* **WORK INSTRUCTIONS**: Recast everything from the start of the records down to the line containing "[[[240,210],[239,204],[216,204],[214,209],[221,210]]]" as a JSON list of strings with one string per line, skipping blank lines. Omit the pictures from your answer.
** START INPUT **
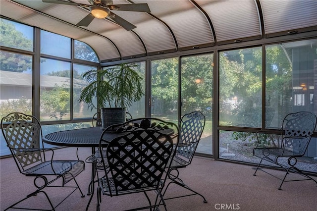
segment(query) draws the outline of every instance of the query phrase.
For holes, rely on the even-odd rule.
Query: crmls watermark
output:
[[[240,210],[239,204],[216,204],[214,209],[221,210]]]

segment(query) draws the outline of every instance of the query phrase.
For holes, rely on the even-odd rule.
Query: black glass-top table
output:
[[[75,147],[91,147],[92,153],[95,148],[99,146],[100,136],[103,130],[99,127],[87,127],[74,130],[64,130],[50,133],[43,137],[43,141],[52,145]],[[120,136],[120,133],[106,133],[104,136],[105,140],[111,141]]]
[[[43,142],[52,145],[59,146],[91,147],[92,154],[94,155],[96,148],[99,147],[100,137],[102,132],[103,130],[100,127],[64,130],[47,134],[43,137]],[[110,141],[122,135],[122,133],[105,133],[103,138]],[[105,147],[106,147],[106,145]],[[88,209],[95,192],[94,183],[95,175],[94,165],[92,165],[91,180],[88,187],[88,195],[91,195],[91,197],[87,204],[86,210]]]
[[[99,142],[103,130],[100,127],[92,127],[74,130],[64,130],[54,132],[45,136],[43,138],[44,143],[52,145],[73,147],[91,147],[92,154],[94,155],[96,148],[99,147]],[[174,130],[168,129],[165,130],[167,134],[172,134]],[[103,139],[110,141],[117,137],[122,135],[122,133],[105,133]],[[105,146],[106,147],[106,145]],[[95,192],[95,172],[94,165],[92,165],[92,177],[88,187],[88,195],[91,195],[90,199],[86,207],[88,210]],[[90,188],[89,188],[90,187]]]

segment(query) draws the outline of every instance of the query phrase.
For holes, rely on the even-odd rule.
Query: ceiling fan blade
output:
[[[108,5],[111,10],[130,11],[132,12],[151,12],[150,7],[147,3],[127,3],[124,4]]]
[[[120,17],[119,16],[113,13],[112,12],[111,13],[115,15],[114,17],[110,17],[109,16],[108,16],[108,17],[111,18],[112,20],[115,21],[116,23],[117,23],[118,24],[120,25],[121,26],[123,27],[127,31],[132,30],[132,29],[137,27],[132,23],[127,21],[126,20],[125,20],[122,17]]]
[[[91,13],[89,13],[87,16],[85,17],[82,20],[79,21],[78,23],[76,24],[76,26],[88,26],[88,25],[94,20],[95,17]]]
[[[42,0],[42,1],[45,3],[58,3],[60,4],[74,5],[75,6],[81,4],[74,2],[64,1],[63,0]]]

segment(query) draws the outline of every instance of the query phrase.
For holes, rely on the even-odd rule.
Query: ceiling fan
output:
[[[77,26],[88,26],[95,18],[105,18],[106,17],[109,17],[114,20],[115,23],[123,27],[127,31],[130,31],[136,28],[136,26],[110,10],[151,12],[151,10],[147,3],[113,4],[113,1],[112,0],[87,0],[90,3],[90,5],[60,0],[42,0],[42,1],[45,3],[73,5],[88,8],[90,10],[91,13],[76,24]]]

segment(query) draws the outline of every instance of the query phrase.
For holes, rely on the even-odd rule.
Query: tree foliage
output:
[[[27,51],[33,49],[31,40],[17,30],[13,24],[2,19],[0,19],[0,42],[2,46]],[[1,70],[22,72],[32,69],[32,56],[1,51],[0,60]]]

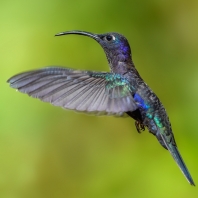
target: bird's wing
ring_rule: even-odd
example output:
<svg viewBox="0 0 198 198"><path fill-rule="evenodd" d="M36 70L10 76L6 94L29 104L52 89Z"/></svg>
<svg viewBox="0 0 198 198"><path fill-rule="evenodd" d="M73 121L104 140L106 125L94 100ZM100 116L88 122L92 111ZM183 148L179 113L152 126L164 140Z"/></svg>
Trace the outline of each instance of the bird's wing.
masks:
<svg viewBox="0 0 198 198"><path fill-rule="evenodd" d="M77 111L122 115L137 109L132 87L119 74L46 67L8 80L12 88Z"/></svg>

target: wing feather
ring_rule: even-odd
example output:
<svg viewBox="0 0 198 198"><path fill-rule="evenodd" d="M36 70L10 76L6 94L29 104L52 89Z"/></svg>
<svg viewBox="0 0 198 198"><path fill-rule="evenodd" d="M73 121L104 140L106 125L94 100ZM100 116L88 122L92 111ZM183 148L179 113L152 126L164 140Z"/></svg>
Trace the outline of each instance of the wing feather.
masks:
<svg viewBox="0 0 198 198"><path fill-rule="evenodd" d="M8 83L66 109L108 115L137 109L130 83L119 74L47 67L15 75Z"/></svg>

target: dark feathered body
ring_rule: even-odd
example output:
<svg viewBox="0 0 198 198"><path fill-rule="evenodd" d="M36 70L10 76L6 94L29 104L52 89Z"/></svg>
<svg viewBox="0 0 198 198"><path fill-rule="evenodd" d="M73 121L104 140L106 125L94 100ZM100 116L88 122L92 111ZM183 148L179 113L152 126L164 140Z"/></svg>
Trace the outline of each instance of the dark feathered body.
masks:
<svg viewBox="0 0 198 198"><path fill-rule="evenodd" d="M108 115L127 113L136 120L138 132L146 127L170 151L189 183L194 185L177 149L166 110L137 72L127 39L118 33L83 31L63 32L56 36L66 34L85 35L96 40L106 53L111 72L47 67L10 78L11 87L67 109Z"/></svg>

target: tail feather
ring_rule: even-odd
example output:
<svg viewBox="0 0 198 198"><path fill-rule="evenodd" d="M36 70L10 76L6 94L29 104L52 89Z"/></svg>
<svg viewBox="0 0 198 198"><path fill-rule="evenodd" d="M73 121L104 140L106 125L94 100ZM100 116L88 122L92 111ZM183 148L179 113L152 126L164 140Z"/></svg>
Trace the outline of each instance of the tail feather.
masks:
<svg viewBox="0 0 198 198"><path fill-rule="evenodd" d="M164 143L166 144L167 149L169 150L169 152L171 153L173 159L176 161L177 165L179 166L180 170L182 171L182 173L184 174L184 176L186 177L186 179L188 180L188 182L195 186L195 183L188 171L188 168L186 167L184 160L182 159L177 146L171 144L171 143L167 143L165 141L165 138L163 135L161 135L162 139L164 140Z"/></svg>

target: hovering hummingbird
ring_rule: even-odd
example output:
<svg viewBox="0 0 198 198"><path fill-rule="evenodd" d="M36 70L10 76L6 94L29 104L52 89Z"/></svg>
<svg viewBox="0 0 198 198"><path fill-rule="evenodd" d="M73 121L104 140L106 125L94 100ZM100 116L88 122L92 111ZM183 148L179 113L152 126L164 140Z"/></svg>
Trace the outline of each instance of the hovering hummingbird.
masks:
<svg viewBox="0 0 198 198"><path fill-rule="evenodd" d="M159 98L140 77L131 58L127 39L118 33L93 34L67 31L96 40L103 48L110 72L45 67L8 80L12 88L66 109L96 114L128 114L140 133L145 127L169 152L191 185L195 185L175 142L166 110Z"/></svg>

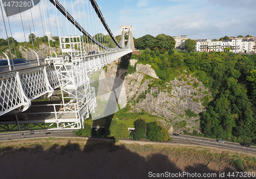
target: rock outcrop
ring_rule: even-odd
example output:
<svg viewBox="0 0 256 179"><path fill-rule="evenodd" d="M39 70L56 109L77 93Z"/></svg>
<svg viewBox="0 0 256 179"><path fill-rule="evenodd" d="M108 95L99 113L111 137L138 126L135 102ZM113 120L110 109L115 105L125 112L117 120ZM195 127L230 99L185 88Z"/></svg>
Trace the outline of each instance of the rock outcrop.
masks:
<svg viewBox="0 0 256 179"><path fill-rule="evenodd" d="M131 65L136 65L136 71L126 75L124 80L131 112L146 112L162 117L166 126L168 121L173 125L175 132L184 129L199 131L198 114L205 110L205 99L211 98L209 90L185 71L174 80L160 85L156 83L160 80L151 65L137 62L130 60ZM106 76L115 76L117 70L117 64L113 62L108 66ZM122 69L119 71L119 73L126 72Z"/></svg>

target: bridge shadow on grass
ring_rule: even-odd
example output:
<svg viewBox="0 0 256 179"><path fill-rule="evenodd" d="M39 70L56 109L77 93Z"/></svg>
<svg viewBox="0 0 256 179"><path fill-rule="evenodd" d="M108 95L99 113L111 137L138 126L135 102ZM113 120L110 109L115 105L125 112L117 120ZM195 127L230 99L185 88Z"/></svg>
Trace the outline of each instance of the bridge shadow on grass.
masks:
<svg viewBox="0 0 256 179"><path fill-rule="evenodd" d="M1 147L1 178L141 179L163 173L159 175L162 177L156 177L230 178L227 176L228 172L236 171L228 165L212 163L209 158L197 160L200 158L198 152L198 156L179 155L168 146L156 151L155 146L115 144L114 140L91 140L86 144L82 139L73 140L75 141L42 139L39 143L31 141L26 147L19 148L16 145ZM225 177L220 177L220 172L225 172ZM186 175L178 177L181 174L179 173ZM193 175L195 173L197 176L215 173L217 176L196 177Z"/></svg>
<svg viewBox="0 0 256 179"><path fill-rule="evenodd" d="M131 55L126 58L126 60L122 58L119 62L116 75L123 80L125 73L123 71L119 72L118 69L122 67L125 69L126 66L127 69ZM115 82L113 89L115 86L120 86L119 83ZM113 115L105 117L105 136L109 134ZM179 175L186 172L190 174L200 173L202 176L204 173L216 174L217 177L209 178L229 178L226 175L225 177L219 177L220 172L227 173L236 171L227 164L215 164L207 159L197 160L197 158L200 158L198 154L193 157L193 152L184 156L183 149L180 148L177 152L168 146L116 144L113 138L92 138L86 142L80 138L69 140L71 141L68 143L65 139L32 140L30 143L23 145L26 147L17 147L18 145L15 143L18 142L13 142L12 146L8 146L12 144L11 142L7 142L5 146L0 143L0 178L204 178ZM27 142L24 139L19 141L19 144L22 143ZM219 167L221 165L225 167ZM157 175L157 173L160 175ZM172 175L174 174L176 175Z"/></svg>
<svg viewBox="0 0 256 179"><path fill-rule="evenodd" d="M125 78L125 75L127 72L127 69L128 68L128 66L130 63L130 60L131 59L131 57L132 56L132 53L126 55L125 56L121 57L119 59L118 63L117 64L117 71L116 73L116 75L114 80L113 85L112 86L112 89L110 90L111 91L113 92L113 94L115 96L115 101L113 101L113 100L109 100L108 102L108 104L106 104L106 106L108 107L110 107L111 108L111 106L116 105L117 104L118 108L120 109L120 107L118 106L118 99L119 98L119 95L120 95L121 88L118 88L118 87L121 86L123 81L124 81L124 78ZM108 82L106 83L108 83ZM126 96L125 96L126 98ZM113 103L114 102L114 103ZM114 109L115 109L115 106L114 106ZM113 111L113 110L112 110ZM108 136L110 134L110 126L111 124L111 121L114 116L114 113L111 114L111 115L109 115L109 110L108 109L105 110L105 114L103 116L105 116L102 118L99 119L98 120L105 120L105 124L104 124L104 130L103 134L98 134L98 136ZM92 126L97 126L97 123L96 122L97 120L93 120L93 123ZM95 131L93 131L92 136L95 136L97 134L96 134Z"/></svg>

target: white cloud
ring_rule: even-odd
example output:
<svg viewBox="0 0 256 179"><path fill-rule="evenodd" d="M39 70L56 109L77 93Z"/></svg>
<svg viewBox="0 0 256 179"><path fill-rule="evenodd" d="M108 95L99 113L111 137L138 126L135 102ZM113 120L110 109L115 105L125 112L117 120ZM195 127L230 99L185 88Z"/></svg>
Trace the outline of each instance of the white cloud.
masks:
<svg viewBox="0 0 256 179"><path fill-rule="evenodd" d="M140 0L137 5L139 8L142 8L147 6L148 2L146 0Z"/></svg>
<svg viewBox="0 0 256 179"><path fill-rule="evenodd" d="M240 21L236 19L232 19L230 20L222 21L216 24L216 27L219 28L230 28L232 25L240 25Z"/></svg>

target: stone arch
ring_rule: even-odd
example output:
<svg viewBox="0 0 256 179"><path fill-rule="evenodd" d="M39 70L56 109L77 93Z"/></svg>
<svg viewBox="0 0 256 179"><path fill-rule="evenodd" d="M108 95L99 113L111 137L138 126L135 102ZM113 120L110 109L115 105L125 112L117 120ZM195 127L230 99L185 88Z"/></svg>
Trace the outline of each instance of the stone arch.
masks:
<svg viewBox="0 0 256 179"><path fill-rule="evenodd" d="M135 50L135 47L134 47L134 42L133 41L133 33L132 32L132 25L121 26L121 28L122 29L122 36L121 37L121 39L123 39L123 40L122 41L122 44L121 45L123 47L125 46L125 34L129 34L130 42L131 43L131 49L132 49L133 50ZM126 40L127 40L128 39Z"/></svg>

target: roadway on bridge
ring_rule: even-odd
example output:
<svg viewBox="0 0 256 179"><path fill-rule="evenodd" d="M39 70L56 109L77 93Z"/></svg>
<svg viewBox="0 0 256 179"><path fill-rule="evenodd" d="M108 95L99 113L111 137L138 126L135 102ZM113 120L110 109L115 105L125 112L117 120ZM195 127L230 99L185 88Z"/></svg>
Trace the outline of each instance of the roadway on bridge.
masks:
<svg viewBox="0 0 256 179"><path fill-rule="evenodd" d="M53 130L34 130L34 134L29 134L29 130L19 131L12 133L5 133L0 134L0 140L6 140L12 139L22 139L22 134L24 133L23 137L24 138L32 138L36 137L75 137L72 133L73 130L65 130L62 131L53 131ZM50 132L50 134L46 134L47 132ZM170 135L173 139L173 142L171 143L176 143L177 144L185 144L186 145L199 145L201 147L215 147L227 150L233 150L236 152L243 152L247 153L249 155L256 155L256 147L251 146L250 147L243 147L239 143L226 142L224 143L219 143L216 140L204 138L201 137L193 137L185 135L180 135L179 136L175 136ZM101 139L104 140L103 139ZM142 144L148 143L150 141L142 140L140 141L134 141L132 139L126 139L126 141L129 141L132 143L141 143ZM124 141L124 140L122 140ZM129 142L130 143L130 142ZM162 143L167 144L168 142ZM151 144L154 144L153 142L150 142ZM157 142L159 144L159 142Z"/></svg>
<svg viewBox="0 0 256 179"><path fill-rule="evenodd" d="M29 134L30 130L23 131L12 133L0 134L0 140L22 139L22 134L24 134L24 138L32 138L35 137L75 137L72 133L73 130L52 131L44 130L34 130L34 134ZM47 134L47 133L50 133Z"/></svg>

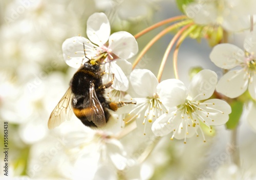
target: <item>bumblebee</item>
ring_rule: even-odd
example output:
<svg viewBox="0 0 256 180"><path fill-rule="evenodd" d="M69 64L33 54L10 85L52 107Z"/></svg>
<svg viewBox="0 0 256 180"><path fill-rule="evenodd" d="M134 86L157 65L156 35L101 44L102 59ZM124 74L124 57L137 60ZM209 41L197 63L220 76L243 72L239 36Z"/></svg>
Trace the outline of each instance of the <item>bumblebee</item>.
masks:
<svg viewBox="0 0 256 180"><path fill-rule="evenodd" d="M110 111L116 111L127 104L112 102L104 97L106 88L112 86L114 80L103 84L100 65L86 62L76 71L70 81L70 87L52 111L48 127L53 128L71 118L72 110L76 116L86 126L104 126L111 116Z"/></svg>

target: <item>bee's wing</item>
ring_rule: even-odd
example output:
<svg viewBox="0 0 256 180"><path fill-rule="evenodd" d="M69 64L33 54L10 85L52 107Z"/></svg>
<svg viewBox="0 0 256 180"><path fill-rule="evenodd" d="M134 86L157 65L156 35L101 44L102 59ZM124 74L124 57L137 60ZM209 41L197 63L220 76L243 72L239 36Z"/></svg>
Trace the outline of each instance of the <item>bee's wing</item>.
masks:
<svg viewBox="0 0 256 180"><path fill-rule="evenodd" d="M69 87L50 116L48 121L49 129L59 126L65 120L70 119L72 112L71 95L71 88Z"/></svg>
<svg viewBox="0 0 256 180"><path fill-rule="evenodd" d="M106 124L105 113L95 92L94 84L92 83L90 86L90 107L93 112L91 116L88 116L87 119L98 127L101 127Z"/></svg>

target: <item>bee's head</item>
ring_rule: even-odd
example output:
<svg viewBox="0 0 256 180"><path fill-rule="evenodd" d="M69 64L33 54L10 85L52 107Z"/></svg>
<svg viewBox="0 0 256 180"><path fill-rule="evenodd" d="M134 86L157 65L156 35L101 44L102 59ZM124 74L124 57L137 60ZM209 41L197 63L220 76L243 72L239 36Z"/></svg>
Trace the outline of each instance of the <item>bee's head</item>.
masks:
<svg viewBox="0 0 256 180"><path fill-rule="evenodd" d="M93 65L91 64L89 61L84 63L83 68L93 71L98 71L100 70L100 65L98 63L95 63L95 64Z"/></svg>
** END INPUT **
* **SOLUTION FOR THIS EXERCISE**:
[
  "segment(query) draws the outline of every instance of the query phrase.",
  "For holes, rely on the even-odd rule.",
  "Query: crmls watermark",
  "output:",
  "[[[240,210],[239,204],[216,204],[214,209],[221,210]]]"
]